▶ _WHAT IS BEING ASKED_:
Return, unchanged, the lines from the one containing "the green leaf?" through the one containing "wall-mounted cctv monitor?", with both of those lines included. Leave the pictures out.

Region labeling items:
▼

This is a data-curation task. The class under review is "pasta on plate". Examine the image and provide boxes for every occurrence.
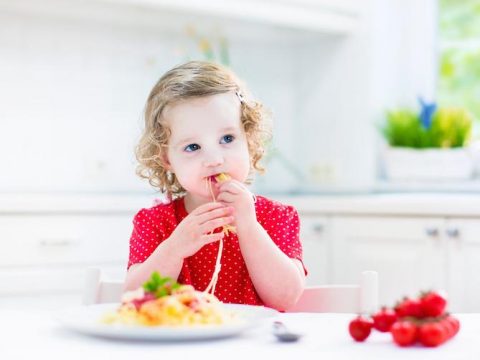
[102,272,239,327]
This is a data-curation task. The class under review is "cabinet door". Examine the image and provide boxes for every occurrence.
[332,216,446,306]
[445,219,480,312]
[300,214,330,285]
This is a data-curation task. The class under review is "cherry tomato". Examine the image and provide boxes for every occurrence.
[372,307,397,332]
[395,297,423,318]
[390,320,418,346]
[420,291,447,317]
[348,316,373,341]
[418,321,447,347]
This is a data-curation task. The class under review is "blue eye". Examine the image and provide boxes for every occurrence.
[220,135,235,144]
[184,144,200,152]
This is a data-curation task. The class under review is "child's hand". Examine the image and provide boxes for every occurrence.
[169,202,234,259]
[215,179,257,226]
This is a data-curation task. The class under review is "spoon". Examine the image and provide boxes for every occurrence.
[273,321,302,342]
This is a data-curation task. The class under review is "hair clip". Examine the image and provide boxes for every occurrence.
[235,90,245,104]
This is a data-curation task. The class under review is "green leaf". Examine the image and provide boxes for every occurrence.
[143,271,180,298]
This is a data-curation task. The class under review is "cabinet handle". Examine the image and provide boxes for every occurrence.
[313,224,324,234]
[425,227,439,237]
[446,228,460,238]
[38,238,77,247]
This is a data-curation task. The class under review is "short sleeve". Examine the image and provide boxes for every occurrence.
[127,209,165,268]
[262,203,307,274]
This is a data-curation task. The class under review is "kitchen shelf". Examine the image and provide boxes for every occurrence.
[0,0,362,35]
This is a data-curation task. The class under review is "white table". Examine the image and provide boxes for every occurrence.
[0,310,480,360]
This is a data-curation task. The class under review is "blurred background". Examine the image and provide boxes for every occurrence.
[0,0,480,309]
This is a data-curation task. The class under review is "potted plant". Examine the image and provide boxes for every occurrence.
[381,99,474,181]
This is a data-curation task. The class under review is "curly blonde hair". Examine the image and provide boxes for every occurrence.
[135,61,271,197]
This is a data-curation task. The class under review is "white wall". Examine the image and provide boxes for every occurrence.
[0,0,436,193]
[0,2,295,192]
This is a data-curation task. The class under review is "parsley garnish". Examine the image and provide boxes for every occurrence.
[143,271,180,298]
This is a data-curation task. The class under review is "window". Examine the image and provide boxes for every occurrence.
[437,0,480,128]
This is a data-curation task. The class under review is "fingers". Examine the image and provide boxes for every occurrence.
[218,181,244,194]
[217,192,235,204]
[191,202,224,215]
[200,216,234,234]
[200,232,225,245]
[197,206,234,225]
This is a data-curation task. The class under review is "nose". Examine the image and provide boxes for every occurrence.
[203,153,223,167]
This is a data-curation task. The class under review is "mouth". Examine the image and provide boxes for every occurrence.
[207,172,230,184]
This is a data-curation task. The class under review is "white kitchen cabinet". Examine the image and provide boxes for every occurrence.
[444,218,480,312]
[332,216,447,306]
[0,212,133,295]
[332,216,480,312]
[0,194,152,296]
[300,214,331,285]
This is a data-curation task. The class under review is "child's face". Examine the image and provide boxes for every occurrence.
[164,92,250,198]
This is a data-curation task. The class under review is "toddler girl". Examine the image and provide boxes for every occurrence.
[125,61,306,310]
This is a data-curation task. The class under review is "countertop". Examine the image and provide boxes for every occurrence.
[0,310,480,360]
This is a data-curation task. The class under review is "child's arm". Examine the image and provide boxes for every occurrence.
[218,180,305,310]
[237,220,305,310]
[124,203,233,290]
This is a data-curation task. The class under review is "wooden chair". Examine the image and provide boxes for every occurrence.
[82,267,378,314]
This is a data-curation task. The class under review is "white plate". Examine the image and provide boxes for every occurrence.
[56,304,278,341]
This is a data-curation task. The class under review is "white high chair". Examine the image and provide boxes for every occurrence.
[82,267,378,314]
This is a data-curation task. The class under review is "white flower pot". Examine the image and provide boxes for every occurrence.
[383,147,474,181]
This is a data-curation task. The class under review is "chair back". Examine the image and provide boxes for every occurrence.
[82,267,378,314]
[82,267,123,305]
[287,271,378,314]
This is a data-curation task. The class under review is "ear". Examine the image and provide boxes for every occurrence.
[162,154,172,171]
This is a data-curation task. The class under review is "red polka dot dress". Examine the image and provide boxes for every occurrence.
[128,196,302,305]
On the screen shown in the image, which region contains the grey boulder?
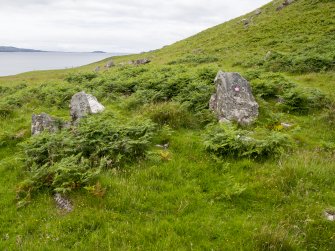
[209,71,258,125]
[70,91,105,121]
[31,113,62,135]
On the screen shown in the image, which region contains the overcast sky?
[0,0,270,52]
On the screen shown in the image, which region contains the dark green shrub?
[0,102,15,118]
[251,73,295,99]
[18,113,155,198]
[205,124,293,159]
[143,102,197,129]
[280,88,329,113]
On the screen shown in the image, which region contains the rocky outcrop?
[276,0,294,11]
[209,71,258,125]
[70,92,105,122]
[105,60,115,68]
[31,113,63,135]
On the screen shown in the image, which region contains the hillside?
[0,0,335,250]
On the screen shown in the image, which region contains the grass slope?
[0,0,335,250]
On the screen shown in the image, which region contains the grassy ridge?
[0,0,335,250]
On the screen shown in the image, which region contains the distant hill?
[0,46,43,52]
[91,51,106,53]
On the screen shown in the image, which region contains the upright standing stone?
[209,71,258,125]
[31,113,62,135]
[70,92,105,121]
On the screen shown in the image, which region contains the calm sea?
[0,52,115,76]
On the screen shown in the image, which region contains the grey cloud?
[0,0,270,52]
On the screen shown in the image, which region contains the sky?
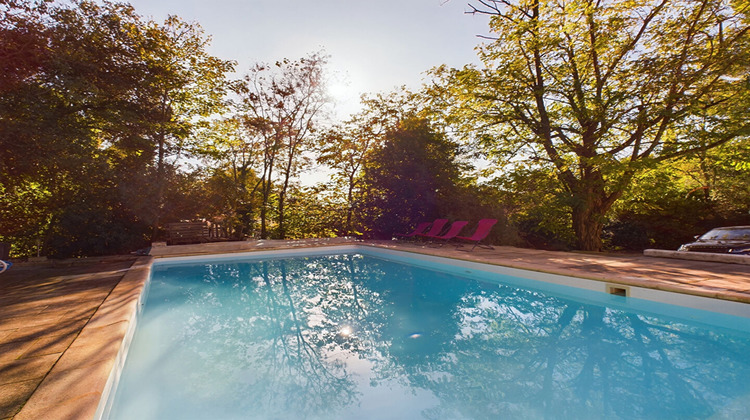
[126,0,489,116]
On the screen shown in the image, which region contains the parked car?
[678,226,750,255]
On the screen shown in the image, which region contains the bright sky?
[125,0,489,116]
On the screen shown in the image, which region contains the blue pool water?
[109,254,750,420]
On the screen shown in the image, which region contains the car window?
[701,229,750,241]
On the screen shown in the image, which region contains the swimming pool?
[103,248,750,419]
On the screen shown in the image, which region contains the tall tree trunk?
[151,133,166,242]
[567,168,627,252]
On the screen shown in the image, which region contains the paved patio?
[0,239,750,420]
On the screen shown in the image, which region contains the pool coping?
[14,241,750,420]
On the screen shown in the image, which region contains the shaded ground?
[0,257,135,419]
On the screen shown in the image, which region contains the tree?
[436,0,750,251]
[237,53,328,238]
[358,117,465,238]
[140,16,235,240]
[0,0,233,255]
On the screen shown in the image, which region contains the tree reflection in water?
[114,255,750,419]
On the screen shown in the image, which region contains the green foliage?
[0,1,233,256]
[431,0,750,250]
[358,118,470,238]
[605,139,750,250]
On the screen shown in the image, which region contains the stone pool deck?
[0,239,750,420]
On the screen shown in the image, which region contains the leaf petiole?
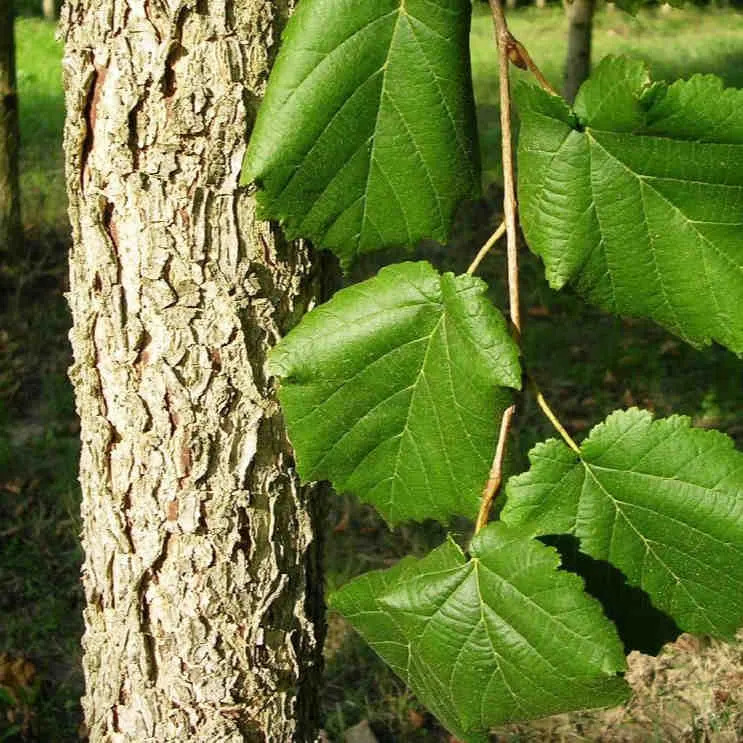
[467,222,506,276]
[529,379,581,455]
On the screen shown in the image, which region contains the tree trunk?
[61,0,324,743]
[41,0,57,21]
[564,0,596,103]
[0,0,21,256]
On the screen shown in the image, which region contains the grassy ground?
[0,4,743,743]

▲
▼

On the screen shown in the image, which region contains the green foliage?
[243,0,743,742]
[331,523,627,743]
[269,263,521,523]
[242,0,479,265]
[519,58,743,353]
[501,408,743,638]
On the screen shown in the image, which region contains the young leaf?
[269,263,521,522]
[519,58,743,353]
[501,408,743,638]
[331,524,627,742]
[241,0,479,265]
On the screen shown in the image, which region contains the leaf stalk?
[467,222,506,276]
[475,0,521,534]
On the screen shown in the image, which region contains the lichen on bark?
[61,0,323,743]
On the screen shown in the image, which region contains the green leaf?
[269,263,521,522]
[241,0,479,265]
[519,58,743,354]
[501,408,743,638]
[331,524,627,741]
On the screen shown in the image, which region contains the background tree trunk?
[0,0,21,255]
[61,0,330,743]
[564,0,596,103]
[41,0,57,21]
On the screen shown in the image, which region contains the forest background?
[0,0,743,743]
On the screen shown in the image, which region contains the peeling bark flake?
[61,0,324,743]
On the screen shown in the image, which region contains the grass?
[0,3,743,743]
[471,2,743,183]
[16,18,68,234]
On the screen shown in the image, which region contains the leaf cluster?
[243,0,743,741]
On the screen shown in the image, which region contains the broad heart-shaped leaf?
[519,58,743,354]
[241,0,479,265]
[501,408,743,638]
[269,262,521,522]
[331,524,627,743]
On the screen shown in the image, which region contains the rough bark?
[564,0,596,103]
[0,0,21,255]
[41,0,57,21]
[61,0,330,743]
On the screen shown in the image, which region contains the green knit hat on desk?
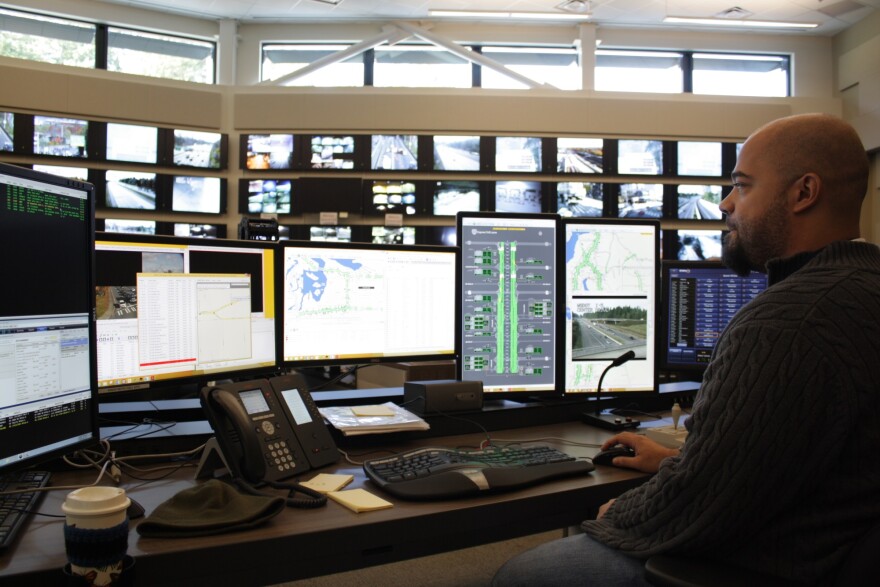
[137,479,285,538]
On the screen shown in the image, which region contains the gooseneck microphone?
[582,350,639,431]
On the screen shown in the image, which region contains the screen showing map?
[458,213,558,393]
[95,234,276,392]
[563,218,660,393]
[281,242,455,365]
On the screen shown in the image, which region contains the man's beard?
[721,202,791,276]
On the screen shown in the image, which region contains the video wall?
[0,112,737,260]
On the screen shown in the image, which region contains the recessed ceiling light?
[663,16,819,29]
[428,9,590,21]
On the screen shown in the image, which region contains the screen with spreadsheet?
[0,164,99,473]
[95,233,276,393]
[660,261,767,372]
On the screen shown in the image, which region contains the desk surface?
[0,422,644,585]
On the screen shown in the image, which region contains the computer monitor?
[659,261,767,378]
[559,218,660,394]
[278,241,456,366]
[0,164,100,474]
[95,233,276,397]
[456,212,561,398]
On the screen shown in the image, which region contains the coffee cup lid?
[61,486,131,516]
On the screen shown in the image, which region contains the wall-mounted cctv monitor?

▲

▶ _SOLUTION TO THIS PROBLEM_:
On the screen shown in the image, which region contains the green leaf?
[269,263,521,522]
[241,0,479,265]
[519,58,743,354]
[501,408,743,638]
[331,524,627,741]
On the screen shown in the image, which region contains the background tree trunk?
[0,0,21,255]
[61,0,330,743]
[564,0,596,103]
[41,0,57,21]
On the screen shown in the image, which region contains the forest background?
[0,0,743,743]
On the screen shown in the image, which region contains the peeling bark flake?
[61,0,324,743]
On the screen shown in the image, which region contains the grass?
[0,3,743,743]
[471,2,743,183]
[16,18,68,234]
On the screen shown in the image, which region contains the leaf cluster?
[243,0,743,741]
On the screen shown in the image, which region contains the broad heart-shaped leaf?
[519,58,743,354]
[241,0,479,265]
[501,408,743,638]
[269,262,521,522]
[331,524,627,743]
On the screen shown in the image, which region contains the rough bark?
[564,0,596,103]
[0,0,21,255]
[41,0,57,21]
[61,0,330,743]
On the screen shown in the image, which region contains the green knit hat on desk?
[137,479,285,538]
On the screen shown in the image, which region contains the gooseneck microphone?
[582,350,639,431]
On the screen shown in the image, which region contains the screen showing map?
[458,213,558,393]
[95,234,276,392]
[563,218,660,393]
[281,242,455,365]
On the screen shown in the image, which region contains the man's beard?
[721,202,791,276]
On the screen shown in the image, which region contains the video wall?
[0,112,737,260]
On the screen shown in the image, which region contains the recessed ceiling light?
[663,16,819,29]
[428,9,590,21]
On the screen shown in the image, which region contains the screen with spreadsheet?
[0,164,99,473]
[95,233,276,393]
[660,261,767,372]
On the screen shown in the image, which region contains the desk surface?
[0,422,644,585]
On the screen shown in the image, which region contains the computer monitor?
[659,261,767,378]
[559,218,660,394]
[278,241,456,366]
[0,164,100,474]
[95,233,276,397]
[456,212,561,398]
On the screen shown in the image, which region contains the coffee cup lid?
[61,486,131,516]
On the screen shown in the image, which region contains the wall-mounted cctv monitor?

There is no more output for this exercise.